Questions to answer ▸
1. In the geography study notes below, what is physiological density?
2. Continue the geography study notes below, picking up after their final line.

+++ Source extract +++

Short and simple, weather is the short-term expression of atmospheric processes and climate is the long-term average of atmospheric processes.

What is the TFR in Africa?

The TFR is quite high at 5.0 due to high child mortality.

What is remote sensing?

The acquisition of data about Earth's surface from a satellite.

What is the colombian exchange?

The biological swap between Old World and New Worlds.

What is Creolization?

The blending of African, European, and Amerindian cultural elements. Creole also illustrates the cultural and national identity of the region as a whole.

What is Pastoralism?

The branch of agriculture concerned with the raising of livestock

What is salinization?

The buildup of salts in surface soil layers.

What is grassification?

The conversion of tropical forest into pasture.

What is the Levant?

The countries immediately to the east of the Mediterranean Sea in the middle east.

What is Diaspora?

The economic flight of people from a region across the globe

What is the Caribean Diaspora?

The economic flight of the Carribean peoples.

Define and explain the location (most severe) of Desertification in Africa

The expansion of desert like conditions as a result of human induced degradation. The most severe areas would be the Horn of Africa, Southern Africa, and the Sahel. (HSS)

What are syncretic religions?

The fusion of diverse religious beliefs and practices. An example would be catholicism and indigenous religions. Ex) Carnival in Brazil.

What is the pristine myth?

The idea that the Western Hemisphere was "untouched" and unaltered prior to European "discovery."

Where is the location of the US Megalopolis?

The largest agglomeration of settlement in the United States is on the New England area that includes Washington D.C., Philadelphia, New York City, and Boston.

What was the Berlin Conference?

The meeting where European countries gathered to discuss how to colonize Africa

What is dependency theory?

The notion that resources flow from a "periphery" of poor and underdeveloped states to a "core" of wealthy states, enriching the latter at the expense of the former.

What is physiological density?

The number of people per unit of arable land.

What is the orographic effect?

The orographic effect occurs when air is forced to rise so that it can go over a mountain. As the air rises and cools, the water vapor condenses and precipitation occurs. This means all of the water gets dumped on one side of the mountain, creating a humid environment; by the time the air reaches the other side of the mountain it no longer has any water vapor left in it, and this creates a desert.

What is the rate of natural increase?

+++ Given entries +++

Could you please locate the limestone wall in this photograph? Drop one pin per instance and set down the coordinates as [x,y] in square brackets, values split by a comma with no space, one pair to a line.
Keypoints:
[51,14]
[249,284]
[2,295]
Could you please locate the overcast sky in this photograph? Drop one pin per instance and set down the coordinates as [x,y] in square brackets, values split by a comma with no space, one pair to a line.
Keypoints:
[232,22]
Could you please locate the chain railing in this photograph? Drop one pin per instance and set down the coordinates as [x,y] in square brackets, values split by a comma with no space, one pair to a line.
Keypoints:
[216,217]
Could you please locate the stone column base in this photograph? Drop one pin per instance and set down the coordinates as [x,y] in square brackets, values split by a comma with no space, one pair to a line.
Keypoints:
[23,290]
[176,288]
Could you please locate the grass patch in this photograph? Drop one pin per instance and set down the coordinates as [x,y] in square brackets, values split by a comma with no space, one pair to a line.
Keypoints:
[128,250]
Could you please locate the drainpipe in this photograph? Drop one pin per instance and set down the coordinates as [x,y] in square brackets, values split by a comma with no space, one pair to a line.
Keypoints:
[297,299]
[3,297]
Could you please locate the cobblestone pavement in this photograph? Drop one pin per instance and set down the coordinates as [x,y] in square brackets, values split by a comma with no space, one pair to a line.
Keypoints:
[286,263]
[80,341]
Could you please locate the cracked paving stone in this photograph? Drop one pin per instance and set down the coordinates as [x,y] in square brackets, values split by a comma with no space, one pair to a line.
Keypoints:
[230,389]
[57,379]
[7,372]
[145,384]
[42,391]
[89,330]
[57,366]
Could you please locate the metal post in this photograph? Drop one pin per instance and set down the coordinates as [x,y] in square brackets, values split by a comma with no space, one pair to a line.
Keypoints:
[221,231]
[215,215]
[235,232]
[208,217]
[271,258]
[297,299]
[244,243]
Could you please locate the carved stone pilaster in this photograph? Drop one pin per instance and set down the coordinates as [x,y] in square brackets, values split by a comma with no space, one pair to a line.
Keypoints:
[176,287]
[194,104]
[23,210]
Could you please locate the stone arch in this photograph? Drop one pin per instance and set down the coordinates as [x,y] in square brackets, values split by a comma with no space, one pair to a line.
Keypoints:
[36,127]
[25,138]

+++
+++ Given entries +++

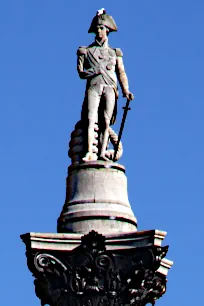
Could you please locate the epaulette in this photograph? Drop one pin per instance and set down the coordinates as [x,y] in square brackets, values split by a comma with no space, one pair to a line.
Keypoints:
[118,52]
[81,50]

+++

Task results ▸
1. The number of people per unit of arable land.

2.
The percentage by which a population grows in a year. CBR - CDR = NIR

What is the enviromental lapse rate?

The physical phenomenon where there is a decline in physical measurement as the altitude increases.

What is the greenhouse effect?

The process by which gases hold heat in the atmosphere.

What is glocalization?

The process of modifying an introduced globalized product to accommodate local tastes or cultural practices.

What is the adiabatic lapse rate?

The rate at which specifically atmospheric temperature decreases with increasing altitude

What is purchasing power parity?

The rate of conversion of one country's currency to purchase the same goods.

What is the greater Antilles?

The region of the Carribean that includes Cuba, Jamaica, Haiti, the Dominican Republic, and Puerto Rico. (PHD CJ)

What is the demographic growth of the North American region?

The region's population is rapidly aging and landscapes are being dedicated to retirement lifestyles.

What creates the greatest survival challenge for individuals in North Africa and SW Asia?

The shortage of water and amount of arable land make North African and SW Asia very difficult to live in.

What is the African Diaspora?

The spreading of African people and culture around the world

What is areal integration?

The study of how places interact with one another. For example, the interconnectedness of the US and Singapore economies.

What is a cultural landscape?

The tangible human expression of human settlement. Shows basic needs and markers of values, attitudes, and symbols.

What is the Green Belt Movement?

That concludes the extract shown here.